Collection entries:
▬▬▬

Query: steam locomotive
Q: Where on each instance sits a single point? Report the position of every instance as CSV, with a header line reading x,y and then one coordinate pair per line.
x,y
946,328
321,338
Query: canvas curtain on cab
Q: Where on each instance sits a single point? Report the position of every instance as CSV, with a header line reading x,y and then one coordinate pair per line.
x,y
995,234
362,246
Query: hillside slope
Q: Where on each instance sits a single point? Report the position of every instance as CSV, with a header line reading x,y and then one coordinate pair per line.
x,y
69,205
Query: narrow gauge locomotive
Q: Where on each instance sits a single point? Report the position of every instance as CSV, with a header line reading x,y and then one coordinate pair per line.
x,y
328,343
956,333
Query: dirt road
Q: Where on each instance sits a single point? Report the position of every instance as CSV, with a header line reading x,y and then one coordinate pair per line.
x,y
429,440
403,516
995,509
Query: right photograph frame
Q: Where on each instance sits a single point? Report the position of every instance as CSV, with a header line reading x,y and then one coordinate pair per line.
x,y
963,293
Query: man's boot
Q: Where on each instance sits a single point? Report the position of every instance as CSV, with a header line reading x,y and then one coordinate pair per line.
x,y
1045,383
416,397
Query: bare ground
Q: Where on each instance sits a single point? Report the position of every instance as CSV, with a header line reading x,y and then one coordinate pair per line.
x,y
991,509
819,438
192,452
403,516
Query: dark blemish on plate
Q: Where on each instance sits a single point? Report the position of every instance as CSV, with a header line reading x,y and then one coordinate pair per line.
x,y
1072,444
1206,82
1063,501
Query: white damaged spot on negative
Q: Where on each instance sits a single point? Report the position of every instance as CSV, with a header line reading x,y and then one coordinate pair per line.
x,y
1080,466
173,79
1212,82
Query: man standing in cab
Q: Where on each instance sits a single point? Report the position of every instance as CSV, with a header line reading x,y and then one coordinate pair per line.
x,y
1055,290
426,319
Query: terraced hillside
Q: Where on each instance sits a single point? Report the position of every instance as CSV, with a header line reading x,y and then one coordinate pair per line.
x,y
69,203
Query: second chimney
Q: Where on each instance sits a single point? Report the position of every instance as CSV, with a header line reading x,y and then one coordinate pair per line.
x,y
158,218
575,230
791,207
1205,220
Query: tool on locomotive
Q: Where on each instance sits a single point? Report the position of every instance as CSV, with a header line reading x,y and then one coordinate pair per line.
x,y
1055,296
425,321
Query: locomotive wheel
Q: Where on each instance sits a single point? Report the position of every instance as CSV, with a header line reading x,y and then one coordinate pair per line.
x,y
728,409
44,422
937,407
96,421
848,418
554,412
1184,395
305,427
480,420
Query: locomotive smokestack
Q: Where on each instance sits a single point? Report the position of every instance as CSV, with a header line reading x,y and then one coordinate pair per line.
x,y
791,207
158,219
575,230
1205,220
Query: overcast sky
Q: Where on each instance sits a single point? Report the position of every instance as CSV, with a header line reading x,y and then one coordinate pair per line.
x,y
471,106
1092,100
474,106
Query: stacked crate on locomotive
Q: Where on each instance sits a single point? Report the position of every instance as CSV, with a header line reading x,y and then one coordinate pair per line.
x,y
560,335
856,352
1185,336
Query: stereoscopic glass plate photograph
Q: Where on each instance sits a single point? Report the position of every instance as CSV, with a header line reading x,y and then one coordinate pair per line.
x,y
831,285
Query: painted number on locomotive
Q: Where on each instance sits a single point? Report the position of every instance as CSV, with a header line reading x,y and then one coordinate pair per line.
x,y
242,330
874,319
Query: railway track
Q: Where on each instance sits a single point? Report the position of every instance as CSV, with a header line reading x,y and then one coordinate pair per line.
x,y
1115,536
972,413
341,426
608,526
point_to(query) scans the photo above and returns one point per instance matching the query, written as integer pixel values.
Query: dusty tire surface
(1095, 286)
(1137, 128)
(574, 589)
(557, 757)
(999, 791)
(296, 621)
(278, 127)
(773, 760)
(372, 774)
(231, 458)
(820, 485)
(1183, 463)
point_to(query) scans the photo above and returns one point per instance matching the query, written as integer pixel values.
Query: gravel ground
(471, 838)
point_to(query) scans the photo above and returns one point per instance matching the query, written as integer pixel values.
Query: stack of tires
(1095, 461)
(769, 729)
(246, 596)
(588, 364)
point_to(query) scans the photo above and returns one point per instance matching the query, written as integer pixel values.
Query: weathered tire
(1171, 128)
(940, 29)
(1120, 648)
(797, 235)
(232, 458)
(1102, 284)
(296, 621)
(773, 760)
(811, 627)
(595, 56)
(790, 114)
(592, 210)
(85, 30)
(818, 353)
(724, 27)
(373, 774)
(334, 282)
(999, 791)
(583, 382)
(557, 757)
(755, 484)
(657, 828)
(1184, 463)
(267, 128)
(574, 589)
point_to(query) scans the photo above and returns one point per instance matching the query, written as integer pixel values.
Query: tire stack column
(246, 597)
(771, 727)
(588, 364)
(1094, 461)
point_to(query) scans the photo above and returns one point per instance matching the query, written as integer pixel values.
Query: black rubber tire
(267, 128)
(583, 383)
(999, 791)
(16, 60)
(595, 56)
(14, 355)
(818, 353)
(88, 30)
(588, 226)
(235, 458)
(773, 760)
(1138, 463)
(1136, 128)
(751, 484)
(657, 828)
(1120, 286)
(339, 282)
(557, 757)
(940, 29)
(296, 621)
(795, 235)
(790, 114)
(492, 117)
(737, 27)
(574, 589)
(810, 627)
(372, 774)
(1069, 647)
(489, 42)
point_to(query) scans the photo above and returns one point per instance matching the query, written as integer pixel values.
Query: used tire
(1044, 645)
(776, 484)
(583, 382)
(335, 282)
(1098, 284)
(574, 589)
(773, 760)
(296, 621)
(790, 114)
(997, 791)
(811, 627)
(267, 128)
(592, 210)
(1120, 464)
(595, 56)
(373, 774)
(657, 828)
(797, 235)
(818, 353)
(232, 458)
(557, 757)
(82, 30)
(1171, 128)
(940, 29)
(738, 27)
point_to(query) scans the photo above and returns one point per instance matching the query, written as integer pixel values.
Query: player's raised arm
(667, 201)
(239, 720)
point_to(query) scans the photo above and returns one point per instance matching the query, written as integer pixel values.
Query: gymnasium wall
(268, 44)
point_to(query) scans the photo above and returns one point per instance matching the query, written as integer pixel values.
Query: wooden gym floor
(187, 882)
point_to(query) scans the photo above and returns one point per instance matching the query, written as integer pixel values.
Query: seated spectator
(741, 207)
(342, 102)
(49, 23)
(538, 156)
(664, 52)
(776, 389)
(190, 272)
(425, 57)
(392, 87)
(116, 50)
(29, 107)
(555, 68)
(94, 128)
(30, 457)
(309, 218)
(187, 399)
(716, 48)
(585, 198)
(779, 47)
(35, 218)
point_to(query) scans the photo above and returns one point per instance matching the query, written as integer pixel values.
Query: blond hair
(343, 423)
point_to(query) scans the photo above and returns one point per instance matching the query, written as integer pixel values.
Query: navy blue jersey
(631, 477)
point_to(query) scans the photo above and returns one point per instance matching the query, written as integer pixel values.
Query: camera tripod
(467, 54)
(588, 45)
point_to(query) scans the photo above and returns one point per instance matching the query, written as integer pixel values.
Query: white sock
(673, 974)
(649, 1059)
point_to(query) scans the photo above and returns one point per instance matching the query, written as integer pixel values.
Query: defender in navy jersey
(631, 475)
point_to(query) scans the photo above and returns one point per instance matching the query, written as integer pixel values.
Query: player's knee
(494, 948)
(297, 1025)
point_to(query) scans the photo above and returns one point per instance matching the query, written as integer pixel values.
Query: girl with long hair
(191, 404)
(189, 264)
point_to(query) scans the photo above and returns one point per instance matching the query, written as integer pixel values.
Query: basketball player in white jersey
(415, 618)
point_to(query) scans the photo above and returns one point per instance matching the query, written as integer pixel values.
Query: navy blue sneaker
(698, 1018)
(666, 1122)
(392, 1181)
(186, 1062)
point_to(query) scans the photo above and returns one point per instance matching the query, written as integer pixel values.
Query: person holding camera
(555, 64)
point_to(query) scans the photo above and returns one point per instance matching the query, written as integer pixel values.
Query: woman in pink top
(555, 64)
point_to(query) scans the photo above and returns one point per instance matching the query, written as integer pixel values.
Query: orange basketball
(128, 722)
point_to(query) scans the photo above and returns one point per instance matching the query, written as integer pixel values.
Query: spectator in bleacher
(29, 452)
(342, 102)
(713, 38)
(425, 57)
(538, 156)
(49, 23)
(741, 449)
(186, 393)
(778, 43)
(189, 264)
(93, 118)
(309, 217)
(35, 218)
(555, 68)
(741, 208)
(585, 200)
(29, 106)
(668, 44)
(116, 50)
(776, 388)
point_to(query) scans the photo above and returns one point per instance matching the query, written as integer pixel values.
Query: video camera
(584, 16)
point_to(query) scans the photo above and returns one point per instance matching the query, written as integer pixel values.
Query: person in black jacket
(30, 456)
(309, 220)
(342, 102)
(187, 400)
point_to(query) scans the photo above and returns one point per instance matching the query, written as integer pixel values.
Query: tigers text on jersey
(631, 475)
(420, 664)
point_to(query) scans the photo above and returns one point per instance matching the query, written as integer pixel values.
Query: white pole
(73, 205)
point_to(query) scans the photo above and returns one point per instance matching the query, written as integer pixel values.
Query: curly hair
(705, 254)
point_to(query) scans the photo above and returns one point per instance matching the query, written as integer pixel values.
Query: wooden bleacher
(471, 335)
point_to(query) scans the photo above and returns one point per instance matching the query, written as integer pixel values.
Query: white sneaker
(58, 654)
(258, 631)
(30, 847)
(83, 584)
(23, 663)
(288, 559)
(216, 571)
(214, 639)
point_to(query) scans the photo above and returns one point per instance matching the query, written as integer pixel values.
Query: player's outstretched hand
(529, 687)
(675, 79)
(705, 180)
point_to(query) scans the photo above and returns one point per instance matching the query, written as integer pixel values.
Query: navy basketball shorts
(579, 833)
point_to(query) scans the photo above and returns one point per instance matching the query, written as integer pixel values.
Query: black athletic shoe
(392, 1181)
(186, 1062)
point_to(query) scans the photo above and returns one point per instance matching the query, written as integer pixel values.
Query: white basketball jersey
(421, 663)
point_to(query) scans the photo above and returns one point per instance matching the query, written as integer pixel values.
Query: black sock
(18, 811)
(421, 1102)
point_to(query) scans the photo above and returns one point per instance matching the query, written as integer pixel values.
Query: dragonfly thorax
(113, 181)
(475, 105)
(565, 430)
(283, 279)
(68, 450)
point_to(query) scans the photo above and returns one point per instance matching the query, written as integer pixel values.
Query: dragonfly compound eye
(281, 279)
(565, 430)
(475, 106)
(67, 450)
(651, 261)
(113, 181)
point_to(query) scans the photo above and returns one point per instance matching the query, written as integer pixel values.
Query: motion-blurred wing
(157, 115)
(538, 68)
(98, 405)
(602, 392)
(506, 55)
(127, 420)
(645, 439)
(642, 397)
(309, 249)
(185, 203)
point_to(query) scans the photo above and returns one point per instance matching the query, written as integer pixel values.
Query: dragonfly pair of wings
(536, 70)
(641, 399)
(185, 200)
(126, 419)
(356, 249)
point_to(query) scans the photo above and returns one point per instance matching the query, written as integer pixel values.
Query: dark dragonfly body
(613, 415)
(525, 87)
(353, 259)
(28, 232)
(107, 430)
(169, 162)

▬▬▬

▸ To do:
Count the lines in the items above that contain the string "white", treating uppercase and lowercase as distinct. Reply with the number only.

▸ Solution to the exercise:
6